De concertouverture in E grote terts, opus 21, schreef Felix Mendelssohn in 1826, oorspronkelijk voor piano vierhandig, later voorbeeldig georkestreerd. De theatermuziek, voor de toneelspelproductie, opus 61, in 1842  schreef hij in opdracht van Koning Frederik Willem IV van Pruisen; de wereldberoemde bruidsmars maakt deel uit van de theatermuziek, die, de ouverture inbegrepen uit 11 nummers bestaat. Vaak wordt door orkesten en suite van de 5 puur instrumentale nummers gespeeld. In 1844 publiceerde Felix Mendelssohn een bewerking voor piano vierhandig

1. Ouvertüre: Allegro di molto

2. Scherzo: Allegro vivace, superlichtvoetig

3. Elfendans: Allegro vivace

4. Lied met koor: (Bunte Schlangen), Allegro ma non troppo

5. Intermezzo: Allegro appasionato, hartstochtelijk

6. Notturno: Con moto tranquillo, dromerig

7. Hochzeitsmarsch: Allegro vivace, deze "Bruiloftsmars" is zijn meest bekende werk, onbetaalbaar.

8. Dans van de clowns (Bergamasca): Allegro di molto

- Die Hebriden, concertoverture opus 26, 1830, geïnspireerd door een grot: Fingal's Cave op Staffa, een eiland in de Hebriden archipel, aan de westkust van Schotland. De ouverture is opgedragen aan Koning Friedrich Wilhelm IV van Pruisen. Mendelssohn schreef het werk toen hij een tocht maakte door Engeland en Schotland. De openingsmaten zette hij op een kaartje dat hij als vakantiegroet naar huis stuurde. Je zult maar zo'n vakantiekaartje krijgen. 

- Meeresstille und glückliche Fahrt, Concertouverture, opus 27, 1832,  is gebaseerd op de gedichten Meeresstille en Glückliche Fahrt van  Johann Wolfgang von Goethe.

- Das Märchen von der schönen Melusine (hert sprookje van de mooie Melusine), opus 32, MWV P 12,  Concert-Ouvertüre,1833, naar aanleiding van de opera Melusina van Conradin Kreutzer. Echt schitterend.

(Ruwe gegevens)
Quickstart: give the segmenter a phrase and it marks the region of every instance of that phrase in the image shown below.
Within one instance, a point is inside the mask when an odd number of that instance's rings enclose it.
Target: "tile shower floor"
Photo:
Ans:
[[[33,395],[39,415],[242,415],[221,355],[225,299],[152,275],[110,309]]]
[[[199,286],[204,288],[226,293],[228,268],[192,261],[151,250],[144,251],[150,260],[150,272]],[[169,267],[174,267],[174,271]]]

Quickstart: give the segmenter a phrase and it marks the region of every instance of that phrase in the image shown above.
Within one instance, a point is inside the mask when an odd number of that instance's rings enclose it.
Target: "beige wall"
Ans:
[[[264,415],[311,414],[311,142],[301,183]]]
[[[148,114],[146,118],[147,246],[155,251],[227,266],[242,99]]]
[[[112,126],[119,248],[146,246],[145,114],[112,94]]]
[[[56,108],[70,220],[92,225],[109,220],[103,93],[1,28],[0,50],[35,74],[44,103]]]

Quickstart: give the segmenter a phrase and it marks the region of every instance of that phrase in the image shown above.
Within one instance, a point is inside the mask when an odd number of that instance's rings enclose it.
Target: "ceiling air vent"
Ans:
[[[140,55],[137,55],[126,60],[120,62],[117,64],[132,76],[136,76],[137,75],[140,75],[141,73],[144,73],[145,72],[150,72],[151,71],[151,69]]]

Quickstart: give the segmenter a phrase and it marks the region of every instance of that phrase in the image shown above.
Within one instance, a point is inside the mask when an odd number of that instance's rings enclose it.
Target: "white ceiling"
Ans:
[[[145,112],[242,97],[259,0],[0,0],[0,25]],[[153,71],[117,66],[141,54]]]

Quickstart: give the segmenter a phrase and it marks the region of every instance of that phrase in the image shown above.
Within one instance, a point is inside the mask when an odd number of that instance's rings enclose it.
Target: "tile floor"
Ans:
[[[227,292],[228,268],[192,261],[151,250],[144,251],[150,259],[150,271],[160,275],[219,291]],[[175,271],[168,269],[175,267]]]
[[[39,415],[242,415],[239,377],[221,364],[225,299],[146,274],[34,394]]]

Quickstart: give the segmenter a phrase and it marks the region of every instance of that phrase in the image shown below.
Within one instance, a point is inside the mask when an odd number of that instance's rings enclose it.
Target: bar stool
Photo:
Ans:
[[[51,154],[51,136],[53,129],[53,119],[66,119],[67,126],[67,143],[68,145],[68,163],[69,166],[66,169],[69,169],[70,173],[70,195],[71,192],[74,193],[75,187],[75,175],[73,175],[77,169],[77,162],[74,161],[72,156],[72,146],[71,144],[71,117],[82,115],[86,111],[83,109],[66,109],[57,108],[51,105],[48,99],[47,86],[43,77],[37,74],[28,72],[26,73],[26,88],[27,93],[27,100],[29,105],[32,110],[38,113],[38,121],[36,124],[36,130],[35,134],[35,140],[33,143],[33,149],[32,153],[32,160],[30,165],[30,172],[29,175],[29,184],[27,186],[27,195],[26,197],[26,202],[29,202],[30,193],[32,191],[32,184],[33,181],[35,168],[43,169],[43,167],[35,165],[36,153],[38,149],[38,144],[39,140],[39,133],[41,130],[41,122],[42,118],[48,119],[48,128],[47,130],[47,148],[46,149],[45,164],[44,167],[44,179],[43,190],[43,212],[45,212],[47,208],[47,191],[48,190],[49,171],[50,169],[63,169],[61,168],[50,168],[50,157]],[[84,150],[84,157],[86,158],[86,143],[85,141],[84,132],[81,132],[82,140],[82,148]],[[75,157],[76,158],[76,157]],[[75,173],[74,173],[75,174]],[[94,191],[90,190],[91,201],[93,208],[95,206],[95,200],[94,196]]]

- **KORTE OPDRACHT**: Pak de tekst over de ouvertures van Mendelssohn weer op en schrijf verder na de laatste zin.

- **RESULTAAT OPDRACHT**:
- Ouverture voor het toneelstuk "Ruy Blas", opus 95, 1839; vurig en vitaal

- Ouverture en theatermuziek bij het toneelstuk Athalie van Jean Racine, opus 74, 1845

     3 werken voor harmonie-orkest

- Nocturno/Ouverture in C grote terts, opus 24, in 1824, toen hij 15 jaar was, geschreven voor fluit, 2 hobo's, 2 klarinetten, 2 fagotten, 2 hoorns, 2 trompetten en Engelse bashoorn. In 1838 omgewerkt voor harmonieorkest

     8 cantates

- Die erste Walpurgisnacht, wereldlijke cantate voor solisten, koor en orkest, opus 60, 1843, op de gelijknamige ballade van Johann Wolfgang von Goethe, dat vertelt over de pogingen van Druïden in het Harzgebergte om hun heidense rituelen in de praktijk te brengen in het licht van de nieuwe en dominante Christelijke macht. Met vaart, strak en met veel verbeeldingskracht.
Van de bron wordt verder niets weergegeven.